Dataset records
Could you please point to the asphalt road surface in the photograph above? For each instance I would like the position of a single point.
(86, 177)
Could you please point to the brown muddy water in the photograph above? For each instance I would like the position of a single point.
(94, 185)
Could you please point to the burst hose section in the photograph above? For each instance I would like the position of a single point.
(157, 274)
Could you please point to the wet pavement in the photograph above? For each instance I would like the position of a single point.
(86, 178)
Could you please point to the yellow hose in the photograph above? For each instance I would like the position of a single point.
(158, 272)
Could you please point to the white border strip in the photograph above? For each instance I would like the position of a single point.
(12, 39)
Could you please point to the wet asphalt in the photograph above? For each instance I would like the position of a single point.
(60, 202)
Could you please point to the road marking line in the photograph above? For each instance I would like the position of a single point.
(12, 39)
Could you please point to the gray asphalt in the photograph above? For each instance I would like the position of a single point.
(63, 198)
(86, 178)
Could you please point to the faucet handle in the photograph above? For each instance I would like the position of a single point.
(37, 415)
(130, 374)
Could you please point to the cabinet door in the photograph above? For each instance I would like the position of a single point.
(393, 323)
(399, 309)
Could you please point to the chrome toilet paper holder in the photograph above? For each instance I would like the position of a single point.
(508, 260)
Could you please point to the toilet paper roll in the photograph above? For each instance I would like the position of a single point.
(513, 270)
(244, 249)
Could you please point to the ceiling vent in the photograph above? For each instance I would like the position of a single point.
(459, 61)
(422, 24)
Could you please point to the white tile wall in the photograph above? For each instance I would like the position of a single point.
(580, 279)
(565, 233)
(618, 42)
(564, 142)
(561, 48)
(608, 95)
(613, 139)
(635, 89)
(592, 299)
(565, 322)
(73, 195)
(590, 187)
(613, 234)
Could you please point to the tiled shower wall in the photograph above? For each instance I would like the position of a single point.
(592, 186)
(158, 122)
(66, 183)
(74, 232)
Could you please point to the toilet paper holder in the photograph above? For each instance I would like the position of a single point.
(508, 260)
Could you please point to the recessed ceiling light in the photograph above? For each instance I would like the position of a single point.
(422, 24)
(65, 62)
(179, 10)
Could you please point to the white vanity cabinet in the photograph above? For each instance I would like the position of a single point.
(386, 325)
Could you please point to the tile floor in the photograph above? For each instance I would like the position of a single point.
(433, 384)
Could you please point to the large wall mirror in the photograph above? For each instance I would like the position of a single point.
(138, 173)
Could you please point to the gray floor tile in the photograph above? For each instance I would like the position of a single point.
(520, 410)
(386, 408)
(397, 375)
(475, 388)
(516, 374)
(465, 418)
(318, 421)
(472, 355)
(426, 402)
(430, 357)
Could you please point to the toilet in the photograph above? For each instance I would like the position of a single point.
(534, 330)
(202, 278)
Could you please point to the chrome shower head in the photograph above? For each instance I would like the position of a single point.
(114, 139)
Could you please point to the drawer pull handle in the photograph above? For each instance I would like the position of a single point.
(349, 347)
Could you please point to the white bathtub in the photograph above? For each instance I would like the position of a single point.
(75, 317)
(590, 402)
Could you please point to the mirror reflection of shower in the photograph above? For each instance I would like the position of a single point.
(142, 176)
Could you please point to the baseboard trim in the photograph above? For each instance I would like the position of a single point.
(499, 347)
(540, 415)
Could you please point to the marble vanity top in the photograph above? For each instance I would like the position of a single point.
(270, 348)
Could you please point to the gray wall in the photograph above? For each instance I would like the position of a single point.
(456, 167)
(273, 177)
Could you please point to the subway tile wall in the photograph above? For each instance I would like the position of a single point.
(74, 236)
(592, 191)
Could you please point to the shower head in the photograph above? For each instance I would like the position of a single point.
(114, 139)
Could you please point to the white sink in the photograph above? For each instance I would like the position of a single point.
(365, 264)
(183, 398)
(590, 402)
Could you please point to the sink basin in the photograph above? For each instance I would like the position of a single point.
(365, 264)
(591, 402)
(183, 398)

What is needed: Present all of the data above as a numbered list, omitting any blank lines.

Solution to this task:
1. Could you please point to the asphalt road surface in the photograph above? For each instance I would like the position of a single point.
2. (86, 177)
3. Could you please point to the brown muddy water in the photograph above? For each instance I would like the position of a single point.
4. (94, 185)
5. Could you please point to the burst hose section in the photograph above? For each instance I would like the position of a single point.
6. (157, 274)
7. Could you please point to the wet pavement in the photograph above? For each instance I would like the position of a single point.
8. (86, 178)
9. Could you please point to the yellow hose in the photograph above? For each instance I would like the position of a single point.
10. (158, 272)
11. Could you please point to the white border strip in the photograph above? For each instance I would like the position of a single point.
12. (12, 39)
13. Could you please point to the wet asphalt in the photograph above? For each instance I would like the position of a single point.
14. (60, 202)
15. Could you please point to the road marking line in the photograph above? For each instance I would like the position of a single point.
16. (12, 39)
17. Could you please point to the gray asphalt in the photograph above? For each instance I would like the position of a single point.
18. (63, 198)
19. (86, 178)
20. Could you please point to the faucet handle in the photograph above? For each instance I would like the position of a single point.
21. (37, 415)
22. (130, 374)
23. Could you please point to the cabinet door in the photograph above? For each instance I would like the position of a single point.
24. (393, 323)
25. (399, 309)
26. Could you please point to the chrome toilet paper holder in the photograph above? For each instance I would like the position of a single point.
27. (508, 260)
28. Could you please point to the toilet paper roll in the photograph above? For each instance I would like the position of a single point.
29. (513, 270)
30. (244, 249)
31. Could you please point to the ceiling vent in the photograph above? For each instance I would like the position of a single point.
32. (459, 61)
33. (422, 24)
34. Could you please point to the white tile wall in the photograph above? For each instance I would like the position of a single point.
35. (580, 279)
36. (565, 233)
37. (618, 42)
38. (564, 142)
39. (561, 48)
40. (608, 95)
41. (613, 139)
42. (635, 89)
43. (592, 299)
44. (565, 322)
45. (73, 195)
46. (590, 187)
47. (613, 234)
48. Could you please point to the tiled shower wall in the photograph above? For each instance I would like the position of a single point.
49. (592, 186)
50. (158, 122)
51. (66, 183)
52. (74, 232)
53. Could you please point to the toilet paper holder in the photograph above? For each instance I would like the position of a single point.
54. (508, 260)
55. Could you please point to the recessed ceiling light in the photograph above? For each instance I would like the position of a single point.
56. (422, 24)
57. (65, 62)
58. (179, 10)
59. Could you please point to the white vanity cabinet in the photograph above? For each instance I would like the position of a single point.
60. (386, 325)
61. Could you please point to the tile floor in the photograph above? For each instance I would like the position of a single point.
62. (433, 384)
63. Could you please point to the large wall mirror in the photograph above? For each instance I would like the position of a single point.
64. (138, 173)
65. Could you please point to the gray floor tile in the photograph above? For each instance I would like the position of a single point.
66. (520, 410)
67. (386, 408)
68. (397, 375)
69. (475, 388)
70. (516, 374)
71. (465, 418)
72. (318, 421)
73. (472, 355)
74. (426, 402)
75. (430, 357)
76. Could you please point to the toilet in the photograph above? For each instance I would like the position of a single point.
77. (534, 330)
78. (202, 278)
79. Could you please point to the chrome shower head in the photograph above? For each instance I would like the position of a single point.
80. (114, 139)
81. Could you please point to the drawer pull handle in the photograph above? For each instance I would like the position of a single point.
82. (349, 347)
83. Could you please point to the white bathtub in the photograph above? For each instance I would like the position of a single point.
84. (75, 317)
85. (590, 402)
86. Could you please point to the mirror reflection of shower in the photograph above? For each instance I would like the position of a single point.
87. (142, 176)
88. Could you please point to the baseboard trim in the photograph above? For each instance I would like the position of a single point.
89. (499, 347)
90. (540, 415)
91. Could you please point to the marble vanity top in the photograph above? For each instance I would like the position of a single point.
92. (270, 348)
93. Could you please point to the gray wall in the photograph above? For each instance I would like the position of a single point.
94. (456, 167)
95. (273, 177)
96. Could you please point to the subway tile wall in the photograph above? For each instance I would like the position of a single point.
97. (74, 236)
98. (592, 191)
99. Could you please point to the shower head in the photograph above? For each instance I would like the position of a single point.
100. (114, 139)
101. Could you please point to the white sink in the photograph above? For each instance I would like the position of a single point.
102. (365, 264)
103. (183, 398)
104. (590, 402)
105. Could you please point to the sink basin in the photograph above? For each instance I would like the position of a single point.
106. (365, 264)
107. (591, 402)
108. (183, 398)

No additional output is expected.